>> begin Dataset content
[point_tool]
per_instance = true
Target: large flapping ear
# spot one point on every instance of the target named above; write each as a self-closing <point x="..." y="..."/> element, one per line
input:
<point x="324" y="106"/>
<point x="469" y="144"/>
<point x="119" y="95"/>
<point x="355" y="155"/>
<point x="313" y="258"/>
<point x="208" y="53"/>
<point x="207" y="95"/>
>> end Dataset content
Rewrite every line of the rows above as a Markdown table with the columns Number and Line, leaving out blank lines.

Completed exercise
| Number | Line |
|---|---|
| 1 | [point_tool] |
| 2 | per_instance = true |
| 3 | Target: large flapping ear |
| 4 | # spot one point on every instance of the target named above; write each as a self-closing <point x="..." y="..."/> element, one per line |
| 5 | input: |
| 6 | <point x="324" y="106"/> |
| 7 | <point x="469" y="144"/> |
| 8 | <point x="119" y="95"/> |
| 9 | <point x="355" y="155"/> |
| 10 | <point x="313" y="258"/> |
| 11 | <point x="208" y="53"/> |
| 12 | <point x="207" y="95"/> |